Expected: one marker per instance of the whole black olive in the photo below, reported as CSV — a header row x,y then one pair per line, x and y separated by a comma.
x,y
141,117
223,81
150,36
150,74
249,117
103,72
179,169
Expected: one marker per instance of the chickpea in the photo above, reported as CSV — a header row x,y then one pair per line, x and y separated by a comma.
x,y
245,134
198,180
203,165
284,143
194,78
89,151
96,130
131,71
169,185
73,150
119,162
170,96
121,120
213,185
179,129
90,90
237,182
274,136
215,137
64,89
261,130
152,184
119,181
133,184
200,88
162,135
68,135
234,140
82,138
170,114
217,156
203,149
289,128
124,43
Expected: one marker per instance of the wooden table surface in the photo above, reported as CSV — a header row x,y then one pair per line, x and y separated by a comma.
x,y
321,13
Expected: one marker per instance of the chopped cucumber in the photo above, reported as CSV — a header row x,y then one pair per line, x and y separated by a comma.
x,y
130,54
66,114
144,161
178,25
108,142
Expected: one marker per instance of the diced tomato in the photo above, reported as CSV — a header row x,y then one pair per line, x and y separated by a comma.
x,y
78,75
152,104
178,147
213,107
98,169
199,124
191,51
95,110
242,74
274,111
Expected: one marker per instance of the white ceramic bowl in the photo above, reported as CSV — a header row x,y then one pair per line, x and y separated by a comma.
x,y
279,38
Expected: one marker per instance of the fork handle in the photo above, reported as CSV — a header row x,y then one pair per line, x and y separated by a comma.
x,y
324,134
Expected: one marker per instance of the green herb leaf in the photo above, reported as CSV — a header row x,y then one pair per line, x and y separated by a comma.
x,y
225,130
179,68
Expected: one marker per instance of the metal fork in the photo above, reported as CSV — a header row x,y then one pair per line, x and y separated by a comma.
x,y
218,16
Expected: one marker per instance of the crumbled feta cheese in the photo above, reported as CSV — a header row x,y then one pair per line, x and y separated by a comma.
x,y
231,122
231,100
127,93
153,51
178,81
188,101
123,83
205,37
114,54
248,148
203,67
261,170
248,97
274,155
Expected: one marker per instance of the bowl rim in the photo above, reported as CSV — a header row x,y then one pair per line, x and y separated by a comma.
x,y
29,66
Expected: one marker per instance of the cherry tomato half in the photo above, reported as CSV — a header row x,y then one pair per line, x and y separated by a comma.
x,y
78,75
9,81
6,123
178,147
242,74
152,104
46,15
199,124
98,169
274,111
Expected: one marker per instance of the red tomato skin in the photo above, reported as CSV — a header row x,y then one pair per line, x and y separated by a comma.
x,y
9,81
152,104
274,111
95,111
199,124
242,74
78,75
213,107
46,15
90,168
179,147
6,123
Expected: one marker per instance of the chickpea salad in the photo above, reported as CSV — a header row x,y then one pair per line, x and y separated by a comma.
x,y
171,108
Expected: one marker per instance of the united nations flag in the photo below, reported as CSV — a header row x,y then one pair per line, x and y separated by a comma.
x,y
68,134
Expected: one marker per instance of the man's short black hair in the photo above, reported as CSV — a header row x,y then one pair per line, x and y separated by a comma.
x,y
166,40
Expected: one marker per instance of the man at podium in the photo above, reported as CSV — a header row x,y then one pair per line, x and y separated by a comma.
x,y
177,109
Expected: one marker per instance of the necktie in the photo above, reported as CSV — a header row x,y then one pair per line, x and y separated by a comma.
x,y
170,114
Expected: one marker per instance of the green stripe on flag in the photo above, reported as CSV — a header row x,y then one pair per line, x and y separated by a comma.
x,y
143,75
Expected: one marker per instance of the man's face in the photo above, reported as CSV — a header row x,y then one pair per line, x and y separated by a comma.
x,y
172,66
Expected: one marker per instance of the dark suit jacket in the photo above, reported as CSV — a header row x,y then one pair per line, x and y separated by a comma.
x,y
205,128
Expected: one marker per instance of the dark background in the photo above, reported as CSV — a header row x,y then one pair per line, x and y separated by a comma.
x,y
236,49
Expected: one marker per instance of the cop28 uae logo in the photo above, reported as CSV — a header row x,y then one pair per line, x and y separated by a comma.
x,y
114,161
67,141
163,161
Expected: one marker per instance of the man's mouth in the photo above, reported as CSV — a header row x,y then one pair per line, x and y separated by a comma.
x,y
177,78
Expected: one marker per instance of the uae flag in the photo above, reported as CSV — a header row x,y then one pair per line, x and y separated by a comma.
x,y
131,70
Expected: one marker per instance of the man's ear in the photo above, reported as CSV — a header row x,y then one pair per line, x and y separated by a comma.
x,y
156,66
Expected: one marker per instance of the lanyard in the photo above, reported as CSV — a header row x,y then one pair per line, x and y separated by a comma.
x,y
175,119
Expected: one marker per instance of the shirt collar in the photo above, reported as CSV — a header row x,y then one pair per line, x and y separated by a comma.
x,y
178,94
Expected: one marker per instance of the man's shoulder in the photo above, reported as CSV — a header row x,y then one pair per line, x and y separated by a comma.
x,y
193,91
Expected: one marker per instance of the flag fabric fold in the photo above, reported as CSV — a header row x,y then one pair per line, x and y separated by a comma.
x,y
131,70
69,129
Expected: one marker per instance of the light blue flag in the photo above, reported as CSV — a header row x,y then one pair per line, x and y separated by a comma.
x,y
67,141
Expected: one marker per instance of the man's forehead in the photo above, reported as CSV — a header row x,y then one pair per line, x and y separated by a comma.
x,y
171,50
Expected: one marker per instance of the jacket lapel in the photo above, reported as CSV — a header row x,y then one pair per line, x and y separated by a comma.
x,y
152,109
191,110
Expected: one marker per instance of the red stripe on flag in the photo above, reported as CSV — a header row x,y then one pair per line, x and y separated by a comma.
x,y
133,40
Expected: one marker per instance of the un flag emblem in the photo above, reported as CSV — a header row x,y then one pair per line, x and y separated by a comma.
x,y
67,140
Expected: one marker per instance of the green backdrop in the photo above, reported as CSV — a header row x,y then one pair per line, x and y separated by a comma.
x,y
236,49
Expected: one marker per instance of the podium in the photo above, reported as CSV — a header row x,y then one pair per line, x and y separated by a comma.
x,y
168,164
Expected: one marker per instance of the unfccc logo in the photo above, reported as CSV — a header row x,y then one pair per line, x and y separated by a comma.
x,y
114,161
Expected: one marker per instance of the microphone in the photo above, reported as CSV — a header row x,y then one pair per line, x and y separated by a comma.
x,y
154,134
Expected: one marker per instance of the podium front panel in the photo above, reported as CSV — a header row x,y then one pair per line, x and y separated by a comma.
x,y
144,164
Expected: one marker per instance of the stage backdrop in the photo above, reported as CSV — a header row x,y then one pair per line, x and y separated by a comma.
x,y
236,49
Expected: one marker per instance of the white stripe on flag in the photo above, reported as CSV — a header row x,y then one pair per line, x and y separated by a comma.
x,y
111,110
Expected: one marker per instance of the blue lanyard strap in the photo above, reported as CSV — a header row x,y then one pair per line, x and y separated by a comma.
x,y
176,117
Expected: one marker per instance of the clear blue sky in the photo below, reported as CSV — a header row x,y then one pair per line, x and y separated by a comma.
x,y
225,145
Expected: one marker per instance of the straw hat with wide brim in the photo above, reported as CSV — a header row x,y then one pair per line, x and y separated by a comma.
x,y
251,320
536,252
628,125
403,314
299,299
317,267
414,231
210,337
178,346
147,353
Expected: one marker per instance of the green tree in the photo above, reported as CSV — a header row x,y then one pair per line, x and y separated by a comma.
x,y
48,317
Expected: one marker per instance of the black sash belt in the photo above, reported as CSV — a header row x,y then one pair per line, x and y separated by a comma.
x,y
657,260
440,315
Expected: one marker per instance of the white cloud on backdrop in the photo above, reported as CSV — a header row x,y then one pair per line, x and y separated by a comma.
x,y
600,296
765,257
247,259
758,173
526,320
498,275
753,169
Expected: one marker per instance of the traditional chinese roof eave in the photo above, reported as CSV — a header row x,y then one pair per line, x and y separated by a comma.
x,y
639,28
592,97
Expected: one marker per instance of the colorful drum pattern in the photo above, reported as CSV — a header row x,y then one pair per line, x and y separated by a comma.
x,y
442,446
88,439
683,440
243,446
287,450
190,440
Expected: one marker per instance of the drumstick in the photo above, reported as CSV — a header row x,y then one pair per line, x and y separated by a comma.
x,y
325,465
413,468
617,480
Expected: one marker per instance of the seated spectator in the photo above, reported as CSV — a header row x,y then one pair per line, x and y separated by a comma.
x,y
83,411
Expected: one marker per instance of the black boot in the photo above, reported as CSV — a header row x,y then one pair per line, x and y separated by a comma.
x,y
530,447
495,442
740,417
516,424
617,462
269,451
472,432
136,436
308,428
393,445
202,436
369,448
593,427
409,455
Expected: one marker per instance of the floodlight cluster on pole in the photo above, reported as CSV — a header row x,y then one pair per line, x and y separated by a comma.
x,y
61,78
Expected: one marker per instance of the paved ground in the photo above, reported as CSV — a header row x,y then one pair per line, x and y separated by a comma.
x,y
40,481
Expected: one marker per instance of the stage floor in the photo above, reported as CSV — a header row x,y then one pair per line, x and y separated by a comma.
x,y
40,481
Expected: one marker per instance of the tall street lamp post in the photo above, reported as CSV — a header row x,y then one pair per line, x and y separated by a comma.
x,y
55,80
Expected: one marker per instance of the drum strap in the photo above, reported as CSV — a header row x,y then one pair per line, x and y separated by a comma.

=== What you have to do ===
Your output should be the lines from the one with "Expected: one marker per instance of the seated" through the end of the records above, copied exactly.

=== Answer area ===
Expected: one marker per instance of the seated spectator in the photo above, reported as CSV — a header row x,y then one pair per line, x and y separated by a comma.
x,y
83,411
Expected: one marker per instance of the black boot in the photo above, reported as CSV — a header row x,y then one pair per line, x and y separated by a comma.
x,y
530,447
495,442
740,417
516,424
617,462
269,451
472,432
136,436
308,428
393,445
202,436
369,448
593,427
409,455
Expected: one marker per instance of the floodlight cluster on pole in the photo above, reported as CSV — a header row x,y then one pair per line, x and y separated by a comma.
x,y
61,78
Expected: one marker per instance of the paved ground in the photo above, reported as CSV — a header row x,y then one pair per line, x and y separated by a comma.
x,y
40,481
Expected: one marker per instance of the stage floor in the photo above, reported as CSV — a header row x,y then one pair per line, x and y separated by a comma.
x,y
40,481
Expected: one marker per instance of the tall street lamp post in the photo above, reported as CSV — a header row x,y then one pair per line, x and y separated by a comma.
x,y
55,80
Expected: one marker per instance of the drum strap in the photo above, reported as CSV — a header row x,y then one pair per line, x and y separated by a comma.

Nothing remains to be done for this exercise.